# [EJERCICIO PROPUESTO 1]
Transcriba el pasaje del texto sobre los 40 años de neoliberalismo en Chile que comienza en "El golpe y la" y termina en "por Milton Friedman[1].".
# [EJERCICIO PROPUESTO 2]
Indique si cada una de las siguientes afirmaciones concuerda con el texto sobre los 40 años de neoliberalismo en Chile. Responda sí o no y cite textualmente las palabras del texto que lo determinan.
(a) El texto sitúa en 1975 la imposición definitiva de los sectores neoliberales dentro del gobierno dictatorial.
(b) Según el texto, Leigh encabezaba a los sectores neoliberales.
(c) El texto atribuye a Milton Friedman el recetario que aplicaron los Chicago Boys.
# [EJERCICIO PROPUESTO 3]
Prosiga el texto sobre los 40 años de neoliberalismo en Chile a partir de su última oración.

# [FRAGMENTO DEL DOCUMENTO]
---*---
Como cada septiembre, se abre
un tiempo de reflexión y análisis sobre el proceso y los eventos que ocurrieron
en nuestro país a partir de 1970. En general los comentarios, los actos y los
debates, giran en torno a los años que han pasado desde el triunfo de la UP o
bien, en torno a los años que han transcurrido desde el golpe. Sin restarle
importancia a la necesidad de sacar lecciones de aquello, hoy se presenta una
buena oportunidad para reflexionar sobre otro aniversario: los 40 años de
neoliberalismo en Chile. La importancia radica en el aplastante éxito que tuvo
la revolución capitalista y la instauración del proyecto neoliberal, el cual sienta
un precedente inédito en la historia que desafía tanto nuestras nociones
teórico-conceptuales como políticas. Aquí se presentan algunas ideas aún en
desarrollo, cuya intención es provocar un debate y contraponer distintas tesis
sobre lo que debe ser el quehacer de una izquierda de intención revolucionaria.
El golpe y la revolución neoliberal
Se habla de 40 años de
neoliberalismo porque 1975 constituye un año de ruptura en el seno del gobierno
dictatorial, es en ese momento que los sectores neoliberales logran imponerse
definitivamente, desplazando a quienes, liderados por Leigh, tenían un proyecto
de tipo nacional-desarrollista y corporativista en mente. 1975 es el año de aterrizaje en pleno de los
Chicago Boys, iniciando así, la aplicación ortodoxa y sin concesiones del
recetario ideado por Milton Friedman[1].
---*---
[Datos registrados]
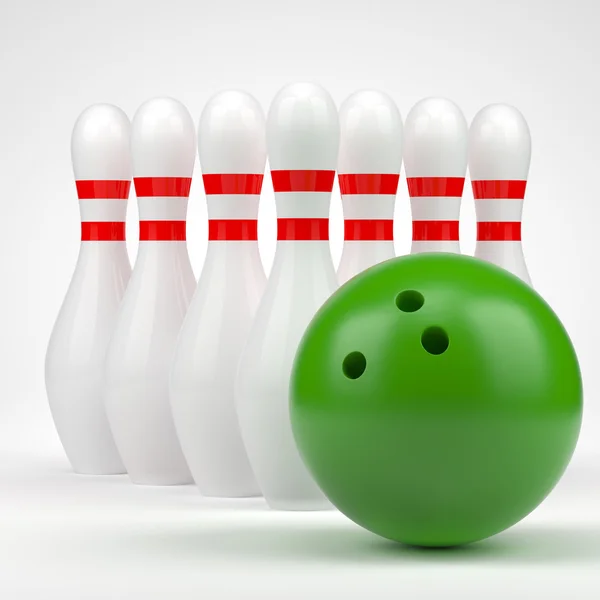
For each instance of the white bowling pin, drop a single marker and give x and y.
(499, 157)
(232, 152)
(302, 145)
(163, 145)
(368, 170)
(76, 352)
(435, 163)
---*---
# [RESPUESTA DEL EJERCICIO 1]
El golpe y la revolución neoliberal
Se habla de 40 años de
neoliberalismo porque 1975 constituye un año de ruptura en el seno del gobierno
dictatorial, es en ese momento que los sectores neoliberales logran imponerse
definitivamente, desplazando a quienes, liderados por Leigh, tenían un proyecto
de tipo nacional-desarrollista y corporativista en mente. 1975 es el año de aterrizaje en pleno de los
Chicago Boys, iniciando así, la aplicación ortodoxa y sin concesiones del
recetario ideado por Milton Friedman[1].

# [RESPUESTA DEL EJERCICIO 2]
(a) Sí: "1975 constituye un año de ruptura en el seno del gobierno dictatorial, es en ese momento que los sectores neoliberales logran imponerse definitivamente".
(b) No: "desplazando a quienes, liderados por Leigh, tenían un proyecto de tipo nacional-desarrollista y corporativista en mente".
(c) Sí: "la aplicación ortodoxa y sin concesiones del recetario ideado por Milton Friedman".

# [RESPUESTA DEL EJERCICIO 3]
Lo realizado
por la dictadura chilena es el perfecto ejemplo de una revolución exitosa. Toma
del poder a través de la violencia armada, ocupación total del aparato Estado
y, por tanto, ejercicio total del poder de Estado. A partir del control de éste,
se aplican una serie de políticas destinadas a cambiar la estructura económica
del país, las relaciones de producción –las que se dan entre el capital y el
trabajo- y el sistema político, logrando también un profundo cambio ideológico
y cultural en la sociedad. Por otra parte, la lucidez de dirigentes como Jaime
Guzmán, permitió que no sólo se definiera lo que sería la dictadura sino que
también la democracia que le seguiría. En ese sentido, el trabajo de la
dictadura –principalmente de los civiles que participaron en ella- fue
impecable. Hicieron todo lo que tenían que hacer para cambiar Chile de raíz y
se aseguraron de que la profundidad de esos cambios fuera tal que permanecerían
independiente de quien llegara al gobierno en el futuro. Por ello es errado
sostener que Guzmán fue el ideólogo de la dictadura; fue el ideólogo de la
democracia, de nuestra democracia actual.
Podemos
medir el éxito de la instauración del neoliberalismo a partir del sencillo hecho
de que no han sido necesarios 25 años de gobierno de la UDI para mantener y
profundizar el neoliberalismo. Y mientras cada cierto tiempo reflota en la
izquierda el debate estéril sobre el “culto a la personalidad” en algunos de
los procesos latinoamericanos, se olvida un ejemplo que es la contracara y que
podría arrojar luces sobre cómo sortear ese problema: Chile. Para ello hay que
volver al tema: qué es lo que específicamente hizo la dictadura.
Al analizar
genealógicamente el neoliberalismo chileno, es posible poner en entredicho
tesis clásicas de ciertas tendencias dentro de la izquierda, sobre las
cuales vale la pena detenerse.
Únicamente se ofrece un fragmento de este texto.